- **Directions**:
Each record below should be written out again exactly.

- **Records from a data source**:
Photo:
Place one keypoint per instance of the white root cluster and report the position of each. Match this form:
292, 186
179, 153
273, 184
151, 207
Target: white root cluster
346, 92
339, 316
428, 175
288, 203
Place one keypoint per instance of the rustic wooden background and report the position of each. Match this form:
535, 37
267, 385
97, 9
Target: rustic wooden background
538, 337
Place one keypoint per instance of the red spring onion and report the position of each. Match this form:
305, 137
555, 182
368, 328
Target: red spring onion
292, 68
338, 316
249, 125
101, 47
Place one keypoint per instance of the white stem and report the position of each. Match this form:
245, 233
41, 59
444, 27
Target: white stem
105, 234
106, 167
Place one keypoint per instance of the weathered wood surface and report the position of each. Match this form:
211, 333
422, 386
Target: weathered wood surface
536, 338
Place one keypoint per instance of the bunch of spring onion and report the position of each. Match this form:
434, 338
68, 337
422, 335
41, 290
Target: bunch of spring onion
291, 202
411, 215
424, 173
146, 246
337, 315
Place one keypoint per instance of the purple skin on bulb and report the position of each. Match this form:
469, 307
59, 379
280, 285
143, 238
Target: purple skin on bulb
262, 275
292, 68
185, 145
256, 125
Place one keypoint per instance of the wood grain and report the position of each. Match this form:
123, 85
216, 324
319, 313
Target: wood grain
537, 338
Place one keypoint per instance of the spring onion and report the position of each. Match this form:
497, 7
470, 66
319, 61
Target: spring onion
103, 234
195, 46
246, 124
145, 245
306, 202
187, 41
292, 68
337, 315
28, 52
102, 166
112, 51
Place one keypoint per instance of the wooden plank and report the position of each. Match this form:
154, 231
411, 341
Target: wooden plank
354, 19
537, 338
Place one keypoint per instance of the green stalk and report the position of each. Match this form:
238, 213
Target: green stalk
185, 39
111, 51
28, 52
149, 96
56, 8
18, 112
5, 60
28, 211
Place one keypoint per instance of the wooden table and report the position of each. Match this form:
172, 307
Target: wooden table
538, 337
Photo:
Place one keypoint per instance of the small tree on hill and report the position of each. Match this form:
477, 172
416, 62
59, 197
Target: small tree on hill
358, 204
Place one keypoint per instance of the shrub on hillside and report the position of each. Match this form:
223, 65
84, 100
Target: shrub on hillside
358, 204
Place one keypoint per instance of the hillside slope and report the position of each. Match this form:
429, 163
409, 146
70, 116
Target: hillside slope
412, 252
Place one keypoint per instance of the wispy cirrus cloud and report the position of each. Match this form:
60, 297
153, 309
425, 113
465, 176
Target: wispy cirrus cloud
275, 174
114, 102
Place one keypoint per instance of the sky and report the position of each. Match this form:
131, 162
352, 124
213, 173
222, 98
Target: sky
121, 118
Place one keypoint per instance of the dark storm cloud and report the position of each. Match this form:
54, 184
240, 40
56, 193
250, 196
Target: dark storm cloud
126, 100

- **Answer box**:
Photo:
Place one keypoint per instance of the white root cluster and report the position of each. Match this form:
292, 186
179, 153
273, 184
151, 207
Target: white root cluster
346, 92
339, 316
428, 175
288, 203
Place one keypoint per instance of the rustic wooden background and report the position of each. Match this form:
535, 37
267, 385
97, 9
Target: rustic wooden background
538, 337
Place one keypoint per instance of the red spring onion and report the position of each. Match this form:
305, 137
555, 182
368, 328
Target: red spring onion
292, 68
338, 316
249, 125
101, 47
Place one keypoint per instance of the white stem and report the position of each. Match this form:
245, 233
41, 59
444, 27
Target: white stem
105, 234
106, 167
Place one keypoint per instance of the weathered wood surface and report the position of each. Match this form:
211, 333
422, 386
Target: weathered wood surface
536, 338
Place one keypoint per instance of the bunch of spring onion and report the position of each. Match this form:
434, 338
68, 337
422, 335
41, 290
Target: bunch of spring onion
291, 202
411, 215
424, 173
146, 246
337, 315
Place one keypoint per instance of the purple skin on bulb and report the position of each. Match this form:
469, 307
59, 379
280, 285
143, 238
Target: purple skin on bulb
262, 275
292, 68
185, 145
256, 125
Place one keypoint per instance of the wood grain and report the position of each. Match this form:
123, 85
216, 324
319, 313
Target: wood grain
537, 338
Place one keypoint per instance of the spring onion and report the position of each. Match this form:
497, 7
470, 66
319, 61
Target: spring onion
103, 234
195, 46
246, 124
145, 245
306, 202
187, 41
292, 68
337, 315
28, 52
102, 166
112, 51
Place one keypoint per instance of the wooden plank and report the position of each. Match this form:
154, 231
411, 341
Target: wooden plank
354, 19
537, 338
Place one keypoint per instance of the green stalk and report the position of each. Match this form:
238, 213
Target: green stalk
185, 39
111, 51
28, 52
149, 96
56, 8
18, 112
5, 60
28, 211
Place one keypoint per instance of the wooden table and report the position of each. Match this form:
172, 307
Target: wooden table
538, 337
Photo:
Place one keypoint per instance of the small tree on hill and report the position of each. Match this form:
477, 172
416, 62
59, 197
Target: small tree on hill
358, 204
Place one keypoint per instance of the shrub on hillside and report the position of each. Match this form:
223, 65
84, 100
Target: shrub on hillside
358, 204
Place one keypoint per instance of the hillside slope and report the position of each. Match this form:
429, 163
409, 146
70, 116
Target: hillside slope
412, 252
Place one keypoint per instance of the wispy cirrus cloud and report the position of each. Match this form:
60, 297
153, 309
425, 113
465, 176
Target: wispy cirrus cloud
275, 174
114, 102
Place one keypoint per instance of the sky and report the position of each. Match this form:
131, 162
352, 124
213, 173
222, 98
Target: sky
121, 118
Place one keypoint per instance of the dark storm cloud and report the position of each. Match this form:
54, 184
240, 40
56, 193
250, 196
Target: dark storm cloud
126, 100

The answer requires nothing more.